═══ Data extract

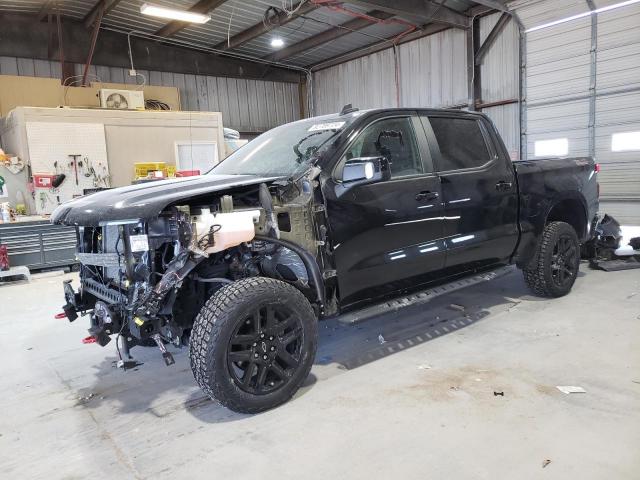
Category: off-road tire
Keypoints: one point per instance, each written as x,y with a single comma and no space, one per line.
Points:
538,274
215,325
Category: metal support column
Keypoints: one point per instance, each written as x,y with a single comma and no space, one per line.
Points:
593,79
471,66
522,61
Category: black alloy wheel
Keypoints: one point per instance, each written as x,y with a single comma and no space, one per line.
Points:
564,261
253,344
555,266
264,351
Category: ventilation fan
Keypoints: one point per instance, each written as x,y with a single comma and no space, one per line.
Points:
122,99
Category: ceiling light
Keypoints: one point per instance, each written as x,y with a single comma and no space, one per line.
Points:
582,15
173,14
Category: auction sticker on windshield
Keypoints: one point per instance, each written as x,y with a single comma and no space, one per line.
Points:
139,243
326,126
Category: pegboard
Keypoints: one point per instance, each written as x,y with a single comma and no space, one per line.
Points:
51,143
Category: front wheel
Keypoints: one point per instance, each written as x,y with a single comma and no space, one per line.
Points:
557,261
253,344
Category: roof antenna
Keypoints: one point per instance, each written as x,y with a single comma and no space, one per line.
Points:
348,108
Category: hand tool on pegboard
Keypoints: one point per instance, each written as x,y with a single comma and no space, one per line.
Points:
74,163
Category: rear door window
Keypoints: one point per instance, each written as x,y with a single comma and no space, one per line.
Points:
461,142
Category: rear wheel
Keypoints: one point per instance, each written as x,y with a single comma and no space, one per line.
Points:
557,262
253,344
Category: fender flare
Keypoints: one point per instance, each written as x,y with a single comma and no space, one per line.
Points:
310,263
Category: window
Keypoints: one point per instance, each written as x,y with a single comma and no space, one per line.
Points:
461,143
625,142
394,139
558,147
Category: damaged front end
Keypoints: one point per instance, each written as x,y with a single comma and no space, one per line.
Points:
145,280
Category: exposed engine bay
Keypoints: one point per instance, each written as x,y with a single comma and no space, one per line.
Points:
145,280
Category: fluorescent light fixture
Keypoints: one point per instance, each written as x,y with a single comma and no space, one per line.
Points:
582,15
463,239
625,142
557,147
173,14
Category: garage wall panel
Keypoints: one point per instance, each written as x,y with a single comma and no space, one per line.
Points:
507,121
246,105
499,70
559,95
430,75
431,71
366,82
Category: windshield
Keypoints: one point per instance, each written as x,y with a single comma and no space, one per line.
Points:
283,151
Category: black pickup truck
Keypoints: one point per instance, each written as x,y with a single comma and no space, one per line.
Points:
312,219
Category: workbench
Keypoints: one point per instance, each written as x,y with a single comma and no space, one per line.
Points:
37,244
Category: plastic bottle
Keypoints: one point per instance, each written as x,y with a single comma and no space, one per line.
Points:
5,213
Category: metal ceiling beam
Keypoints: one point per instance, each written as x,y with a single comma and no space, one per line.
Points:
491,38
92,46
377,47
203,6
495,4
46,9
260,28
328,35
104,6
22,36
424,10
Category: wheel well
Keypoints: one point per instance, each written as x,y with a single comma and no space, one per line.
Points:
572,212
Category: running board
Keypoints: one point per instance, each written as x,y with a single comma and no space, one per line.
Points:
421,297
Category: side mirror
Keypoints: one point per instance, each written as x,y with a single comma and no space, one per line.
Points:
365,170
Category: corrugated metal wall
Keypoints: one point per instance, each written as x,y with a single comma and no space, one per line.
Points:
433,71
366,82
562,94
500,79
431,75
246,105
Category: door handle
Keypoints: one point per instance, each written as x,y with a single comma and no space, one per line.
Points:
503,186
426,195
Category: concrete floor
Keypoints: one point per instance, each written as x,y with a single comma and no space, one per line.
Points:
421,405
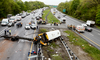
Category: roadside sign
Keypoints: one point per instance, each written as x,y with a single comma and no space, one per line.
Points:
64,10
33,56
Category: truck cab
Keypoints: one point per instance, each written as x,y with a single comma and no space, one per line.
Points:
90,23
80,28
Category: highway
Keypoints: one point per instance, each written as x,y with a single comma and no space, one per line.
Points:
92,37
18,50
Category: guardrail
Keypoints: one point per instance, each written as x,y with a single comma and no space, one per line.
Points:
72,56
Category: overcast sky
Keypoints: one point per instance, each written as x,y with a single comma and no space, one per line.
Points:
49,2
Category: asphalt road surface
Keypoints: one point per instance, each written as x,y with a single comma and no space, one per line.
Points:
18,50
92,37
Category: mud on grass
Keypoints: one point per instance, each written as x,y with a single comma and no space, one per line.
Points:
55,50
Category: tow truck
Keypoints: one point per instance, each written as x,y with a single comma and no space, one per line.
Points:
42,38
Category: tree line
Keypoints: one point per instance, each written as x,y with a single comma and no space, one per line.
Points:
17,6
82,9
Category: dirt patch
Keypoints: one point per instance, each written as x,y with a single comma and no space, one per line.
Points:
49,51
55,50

══════

Task brief: Do not copy the pictures, but repeat every line exactly.

Answer in full:
Category: off-road tire
Keypoints: one point per instance, each written as x,y with a single comma and no space, one per line.
Points:
538,274
215,325
Category: metal support column
Keypoints: one point per instance, each written as x,y with a single comma and no space, one per line.
Points:
593,79
471,66
522,61
Category: black alloy wheel
Keypoints: one point per instance, each written as x,y with a single comma and no space, one per line.
Points:
564,261
253,344
555,266
264,351
Category: ventilation fan
Keypoints: one point per instance, each written as x,y with a single comma and no space, one per line.
Points:
122,99
Category: ceiling light
Keypoints: one point per instance, each written as x,y with a single comma and no space, one per line.
Points:
582,15
173,14
Category: auction sticker on windshield
Keypoints: one point per instance, each written as x,y with a single comma and no space, one per line.
Points:
139,243
326,126
Category: pegboard
Keypoints: one point per instance, each written as x,y with a single comma and no space, one per line.
Points:
51,143
Category: front wheel
Keypoints: one point per instance, each written as x,y with a single comma and no space, one per line.
Points:
557,261
253,344
Category: roof antenna
Keypoints: one point per instance, each written as x,y with a single comma and no space, one per line.
Points:
348,108
Category: hand tool on pegboard
Keypoints: one point per instance, each written as x,y with a single comma and no space, one per line.
Points:
74,163
Category: rear door window
Keypoints: one point per instance, each written as x,y with a single comma and no space, one per line.
Points:
461,142
Category: rear wheel
Keypoints: one point per instance, each written as x,y with a single comma and no space, one per line.
Points:
557,262
253,344
Category: fender flare
Keypoints: one point per instance, each written as x,y with a single comma and no space, one per line.
Points:
310,263
Category: window
Keypoints: one point per instance, each written as x,y with a single comma and no space, one per line.
Points:
461,143
625,142
394,139
558,147
Category: damaged front end
Keypoints: one point per instance, each written as x,y with a single comma and no space, one per line.
Points:
145,280
Category: exposed engine bay
Keypoints: one point per instance, each written as x,y with a single comma and no space, one per line.
Points:
145,280
Category: fluorescent light fixture
Keypoints: one point per instance, each written as x,y with a single comma and no space, one per line.
Points:
582,15
463,239
625,142
557,147
173,14
Category: garage wall panel
Keypoints: one point per instance, each written as x,y with a single comma and no space, one per line.
Points:
507,121
246,105
499,70
559,95
430,75
431,71
366,82
Category: windshield
Keypoints: one point per instance, each written as x,y with a single comma and no space, one per line.
Points:
283,151
Category: black pickup truck
Keypoints: one point per instance, each written as x,y with a single comma and no space, one per line.
Points:
312,219
Category: workbench
Keypoints: one point per instance, each written as x,y with a single comma and no space, one per line.
Points:
37,244
Category: plastic bottle
Keypoints: one point per instance, each written as x,y with a single comma and no space, one per line.
Points:
5,213
Category: metal ceiling beam
Keypoints: one point per instance, each written as x,y with a single comma and no space, one per line.
Points:
491,38
92,46
377,47
203,6
495,4
46,9
260,28
328,35
104,6
22,36
424,10
Category: wheel well
Keypoints: one point per instance, each written as x,y with a single comma and no space, one per line.
Points:
572,212
Category: running board
Keypoints: one point per instance, each written as x,y with a single comma and no space, one per line.
Points:
421,297
Category: side mirror
Keypoints: one point per instance, each written as x,y with a single comma and no space, one per line.
Points:
365,170
Category: corrugated metal wall
Keypoints: one point per instance, each written as x,y with a single comma and no space, one per line.
Points:
433,71
366,82
562,94
500,79
431,75
246,105
Category: door handle
Keypoints: one point per instance, each written as x,y with a single comma and no space, one per line.
Points:
503,186
426,195
Category: concrete floor
Keypoints: one point per instance, each written as x,y with a single comma and no space, one per line.
Points:
421,405
Category: roadside sign
Keypoints: one point per instance, each written as x,y with a single comma and no space, one per line.
Points:
64,10
33,56
Category: truck cab
Keypoints: one point per instance, each written as x,y with a single comma and no space, one per line.
Points:
90,23
80,28
Category: highway
Keypoints: one point per instance, each written as x,y with a single comma and no space, one per line.
Points:
92,37
18,50
Category: guardrail
Keypoints: one point per instance, each written as x,y with a single comma and no space, one per line.
Points:
72,56
Category: overcast sky
Keypoints: one point per instance, each written as x,y with a single comma and no space, one per line.
Points:
49,2
Category: asphalt road surface
Keypoints: one point per instance, each written as x,y with a single comma and no space, one per line.
Points:
18,50
92,37
Category: mud on grass
Keypoints: one point per instance, each written as x,y with a single comma and no space, one per line.
Points:
55,50
Category: tow truck
Keypoints: one point per instance, each written as x,y with a single comma and no space, one per line.
Points:
42,38
Category: tree line
Keypoints: one point per instance, each written as x,y with a single comma and no space, one per line.
Points:
17,6
82,9
Category: dirt patch
Keypoints: one point per instance, each written as x,y with a single comma and no space, one per line.
Points:
49,51
55,50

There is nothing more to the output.